**WHAT YOU SHOULD DO**
Pick out all lines with the word "wooden" from the records that follow.

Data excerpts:
▬▬▬
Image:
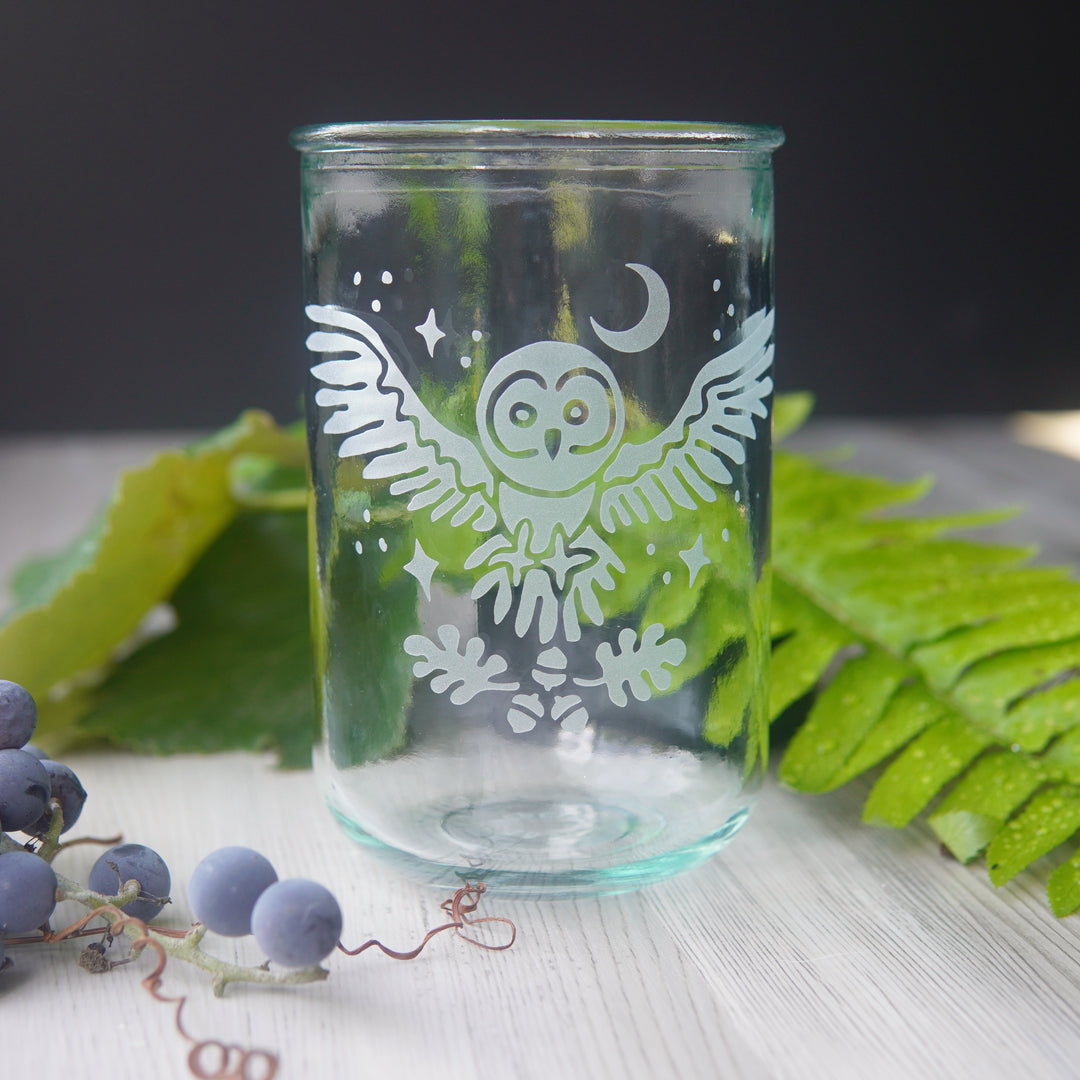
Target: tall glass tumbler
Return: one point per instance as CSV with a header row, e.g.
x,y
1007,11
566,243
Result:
x,y
539,422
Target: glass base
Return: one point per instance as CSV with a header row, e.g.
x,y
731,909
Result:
x,y
547,848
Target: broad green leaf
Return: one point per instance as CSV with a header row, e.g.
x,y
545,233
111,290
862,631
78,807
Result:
x,y
237,672
73,612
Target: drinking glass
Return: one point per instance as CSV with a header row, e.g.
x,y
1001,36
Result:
x,y
539,424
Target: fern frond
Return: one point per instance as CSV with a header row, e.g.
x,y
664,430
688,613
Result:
x,y
954,664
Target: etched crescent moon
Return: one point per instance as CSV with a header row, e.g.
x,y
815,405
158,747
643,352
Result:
x,y
653,322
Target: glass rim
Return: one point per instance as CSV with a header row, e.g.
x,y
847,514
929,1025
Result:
x,y
387,136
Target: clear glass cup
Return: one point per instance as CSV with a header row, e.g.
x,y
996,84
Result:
x,y
539,407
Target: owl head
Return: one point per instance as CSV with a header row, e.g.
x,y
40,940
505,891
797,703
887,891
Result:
x,y
550,415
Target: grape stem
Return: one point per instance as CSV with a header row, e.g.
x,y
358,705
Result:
x,y
180,944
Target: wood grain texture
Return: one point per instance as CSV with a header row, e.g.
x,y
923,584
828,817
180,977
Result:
x,y
812,947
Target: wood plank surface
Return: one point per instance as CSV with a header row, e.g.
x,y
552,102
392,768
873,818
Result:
x,y
812,947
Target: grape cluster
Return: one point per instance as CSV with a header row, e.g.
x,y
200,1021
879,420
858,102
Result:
x,y
233,891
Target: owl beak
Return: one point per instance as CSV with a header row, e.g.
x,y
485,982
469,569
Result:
x,y
551,440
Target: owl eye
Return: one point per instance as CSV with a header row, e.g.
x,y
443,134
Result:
x,y
523,415
576,412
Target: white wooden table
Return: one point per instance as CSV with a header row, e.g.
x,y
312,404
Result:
x,y
812,947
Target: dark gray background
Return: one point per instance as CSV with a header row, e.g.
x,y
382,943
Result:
x,y
927,231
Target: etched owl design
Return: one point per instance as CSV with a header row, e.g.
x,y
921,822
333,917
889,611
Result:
x,y
553,474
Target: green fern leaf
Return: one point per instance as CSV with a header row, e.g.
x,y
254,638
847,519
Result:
x,y
953,664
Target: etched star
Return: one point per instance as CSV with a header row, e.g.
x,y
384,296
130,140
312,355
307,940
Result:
x,y
430,332
696,557
422,566
561,563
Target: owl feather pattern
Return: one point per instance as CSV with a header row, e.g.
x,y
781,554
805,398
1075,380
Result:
x,y
552,468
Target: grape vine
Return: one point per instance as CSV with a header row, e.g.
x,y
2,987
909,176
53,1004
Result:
x,y
233,892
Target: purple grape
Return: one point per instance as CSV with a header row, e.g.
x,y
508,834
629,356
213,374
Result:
x,y
127,862
225,887
296,922
65,786
24,788
18,715
27,892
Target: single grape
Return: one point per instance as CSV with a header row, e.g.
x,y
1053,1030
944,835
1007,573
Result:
x,y
18,715
226,885
296,922
64,785
24,788
27,892
133,862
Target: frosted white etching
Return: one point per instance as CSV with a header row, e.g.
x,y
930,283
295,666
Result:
x,y
553,476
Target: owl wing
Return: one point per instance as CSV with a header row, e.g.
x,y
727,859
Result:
x,y
683,464
388,423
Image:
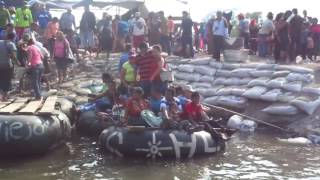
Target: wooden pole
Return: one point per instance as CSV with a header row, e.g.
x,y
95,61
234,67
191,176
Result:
▬▬▬
**ANSWER AREA**
Target: white wooden table
Target: wooden pole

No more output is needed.